---------- Supplied data ----------

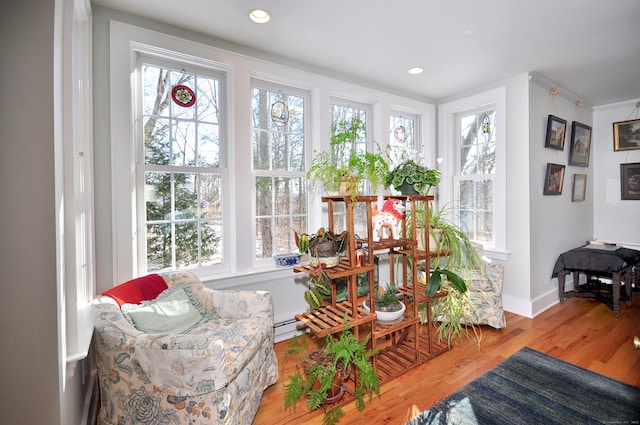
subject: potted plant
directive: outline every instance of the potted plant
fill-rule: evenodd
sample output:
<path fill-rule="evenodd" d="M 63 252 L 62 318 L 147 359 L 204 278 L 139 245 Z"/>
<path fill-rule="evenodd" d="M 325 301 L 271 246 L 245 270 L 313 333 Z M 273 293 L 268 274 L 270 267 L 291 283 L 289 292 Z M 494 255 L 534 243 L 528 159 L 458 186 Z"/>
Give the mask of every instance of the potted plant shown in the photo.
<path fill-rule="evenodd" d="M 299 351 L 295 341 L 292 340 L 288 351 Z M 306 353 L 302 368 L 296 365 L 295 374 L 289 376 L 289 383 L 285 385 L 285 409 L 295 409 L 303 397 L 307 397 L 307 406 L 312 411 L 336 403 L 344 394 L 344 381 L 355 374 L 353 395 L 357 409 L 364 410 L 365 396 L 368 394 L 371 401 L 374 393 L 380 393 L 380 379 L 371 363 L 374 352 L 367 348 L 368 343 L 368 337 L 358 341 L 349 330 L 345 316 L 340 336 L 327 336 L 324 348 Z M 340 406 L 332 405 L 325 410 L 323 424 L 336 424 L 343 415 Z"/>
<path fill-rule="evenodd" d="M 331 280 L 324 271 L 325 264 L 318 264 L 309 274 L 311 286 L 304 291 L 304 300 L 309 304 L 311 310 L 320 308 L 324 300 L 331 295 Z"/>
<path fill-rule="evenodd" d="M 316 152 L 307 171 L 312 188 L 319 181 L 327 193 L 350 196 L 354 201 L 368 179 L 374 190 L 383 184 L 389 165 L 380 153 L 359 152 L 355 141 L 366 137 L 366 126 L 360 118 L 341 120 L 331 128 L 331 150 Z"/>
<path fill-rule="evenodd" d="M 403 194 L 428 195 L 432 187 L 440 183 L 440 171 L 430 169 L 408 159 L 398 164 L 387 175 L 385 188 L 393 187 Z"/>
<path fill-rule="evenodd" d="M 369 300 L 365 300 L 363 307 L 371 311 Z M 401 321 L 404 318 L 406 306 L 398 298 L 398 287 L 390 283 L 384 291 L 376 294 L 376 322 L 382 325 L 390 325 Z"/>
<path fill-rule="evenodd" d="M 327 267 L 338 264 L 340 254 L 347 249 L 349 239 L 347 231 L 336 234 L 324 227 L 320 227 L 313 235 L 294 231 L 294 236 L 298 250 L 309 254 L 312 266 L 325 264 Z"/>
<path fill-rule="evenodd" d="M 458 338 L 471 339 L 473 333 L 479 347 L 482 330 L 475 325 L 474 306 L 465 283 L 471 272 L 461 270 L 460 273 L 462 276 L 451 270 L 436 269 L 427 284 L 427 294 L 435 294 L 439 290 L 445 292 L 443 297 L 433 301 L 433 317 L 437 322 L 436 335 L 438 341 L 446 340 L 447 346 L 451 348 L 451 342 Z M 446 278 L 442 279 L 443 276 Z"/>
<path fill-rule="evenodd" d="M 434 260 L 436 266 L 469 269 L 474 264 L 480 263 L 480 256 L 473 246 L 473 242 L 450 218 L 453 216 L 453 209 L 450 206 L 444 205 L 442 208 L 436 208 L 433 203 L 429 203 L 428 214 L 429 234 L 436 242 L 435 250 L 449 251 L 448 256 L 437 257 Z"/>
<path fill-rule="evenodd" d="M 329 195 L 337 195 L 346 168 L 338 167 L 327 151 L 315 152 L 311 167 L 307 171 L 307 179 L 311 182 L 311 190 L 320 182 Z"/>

----------
---------- Supplied data ----------

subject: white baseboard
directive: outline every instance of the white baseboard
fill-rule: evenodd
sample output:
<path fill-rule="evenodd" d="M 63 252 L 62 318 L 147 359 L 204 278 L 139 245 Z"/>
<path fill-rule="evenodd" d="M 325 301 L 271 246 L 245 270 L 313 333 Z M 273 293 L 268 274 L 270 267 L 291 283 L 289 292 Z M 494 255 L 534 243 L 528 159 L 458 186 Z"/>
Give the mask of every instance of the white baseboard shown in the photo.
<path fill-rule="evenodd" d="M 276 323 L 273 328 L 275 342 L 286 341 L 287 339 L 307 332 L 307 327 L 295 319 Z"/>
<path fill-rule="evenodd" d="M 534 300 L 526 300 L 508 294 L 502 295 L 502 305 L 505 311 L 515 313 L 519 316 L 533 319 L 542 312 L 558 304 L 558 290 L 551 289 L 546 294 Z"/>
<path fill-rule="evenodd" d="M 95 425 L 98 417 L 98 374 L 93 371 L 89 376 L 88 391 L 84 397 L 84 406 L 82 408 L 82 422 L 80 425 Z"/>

----------
---------- Supplied data ----------

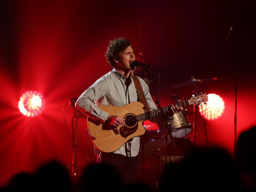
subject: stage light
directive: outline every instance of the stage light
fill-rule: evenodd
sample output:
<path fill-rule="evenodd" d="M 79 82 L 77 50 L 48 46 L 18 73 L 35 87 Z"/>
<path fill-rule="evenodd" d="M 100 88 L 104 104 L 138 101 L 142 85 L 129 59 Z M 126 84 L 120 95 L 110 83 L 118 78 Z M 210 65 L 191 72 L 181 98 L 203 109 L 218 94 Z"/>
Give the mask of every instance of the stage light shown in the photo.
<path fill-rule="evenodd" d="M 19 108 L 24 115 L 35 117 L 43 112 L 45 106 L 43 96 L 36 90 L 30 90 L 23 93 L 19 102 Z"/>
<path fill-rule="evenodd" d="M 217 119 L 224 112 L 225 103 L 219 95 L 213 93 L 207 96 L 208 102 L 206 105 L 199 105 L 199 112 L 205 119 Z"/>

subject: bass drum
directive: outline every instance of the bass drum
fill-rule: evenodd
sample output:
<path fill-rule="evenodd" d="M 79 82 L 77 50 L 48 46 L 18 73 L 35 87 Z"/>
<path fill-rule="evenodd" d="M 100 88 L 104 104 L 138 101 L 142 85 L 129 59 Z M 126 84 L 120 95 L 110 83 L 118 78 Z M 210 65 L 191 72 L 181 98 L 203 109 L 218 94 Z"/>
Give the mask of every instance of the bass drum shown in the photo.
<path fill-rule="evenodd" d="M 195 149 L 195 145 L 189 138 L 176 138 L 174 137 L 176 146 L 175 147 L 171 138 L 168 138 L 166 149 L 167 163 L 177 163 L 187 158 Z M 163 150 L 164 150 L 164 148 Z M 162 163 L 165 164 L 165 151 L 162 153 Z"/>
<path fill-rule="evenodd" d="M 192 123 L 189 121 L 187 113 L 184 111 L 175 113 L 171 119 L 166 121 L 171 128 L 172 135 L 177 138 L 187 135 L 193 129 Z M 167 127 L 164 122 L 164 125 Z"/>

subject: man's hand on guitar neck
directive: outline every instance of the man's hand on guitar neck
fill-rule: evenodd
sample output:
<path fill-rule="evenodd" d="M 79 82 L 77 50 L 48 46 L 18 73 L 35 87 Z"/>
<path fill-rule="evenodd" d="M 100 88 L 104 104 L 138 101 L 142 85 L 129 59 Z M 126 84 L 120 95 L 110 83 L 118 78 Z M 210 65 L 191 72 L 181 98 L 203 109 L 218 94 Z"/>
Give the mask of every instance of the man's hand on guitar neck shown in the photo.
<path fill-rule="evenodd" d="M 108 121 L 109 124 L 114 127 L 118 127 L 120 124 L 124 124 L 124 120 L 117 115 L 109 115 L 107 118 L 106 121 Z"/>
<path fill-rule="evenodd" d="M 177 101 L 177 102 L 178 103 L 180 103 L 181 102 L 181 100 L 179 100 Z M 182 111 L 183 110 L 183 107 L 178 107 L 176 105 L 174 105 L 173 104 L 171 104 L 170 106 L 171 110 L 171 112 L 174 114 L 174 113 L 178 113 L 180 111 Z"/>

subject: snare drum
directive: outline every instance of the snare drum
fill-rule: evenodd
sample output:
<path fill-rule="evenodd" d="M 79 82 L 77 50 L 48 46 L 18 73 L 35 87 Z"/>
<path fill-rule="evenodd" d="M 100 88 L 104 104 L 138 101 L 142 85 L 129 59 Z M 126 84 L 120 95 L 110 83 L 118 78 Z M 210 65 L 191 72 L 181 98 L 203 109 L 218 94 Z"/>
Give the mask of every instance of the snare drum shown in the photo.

----------

• Challenge
Reproduce the lines above verbatim, from the line containing "subject: potted plant" through the line containing "Give the mask of every instance of the potted", including both of those lines.

• Output of the task
subject: potted plant
directive: outline every instance of the potted plant
fill-rule: evenodd
sample output:
<path fill-rule="evenodd" d="M 63 252 L 62 318 L 147 359 L 204 278 L 139 245 Z"/>
<path fill-rule="evenodd" d="M 325 301 L 271 246 L 245 270 L 313 333 Z M 273 293 L 268 274 L 270 267 L 291 283 L 289 292 Z M 494 255 L 534 243 L 528 159 L 458 186 Z"/>
Give the mask of every instance of the potted plant shown in the photo.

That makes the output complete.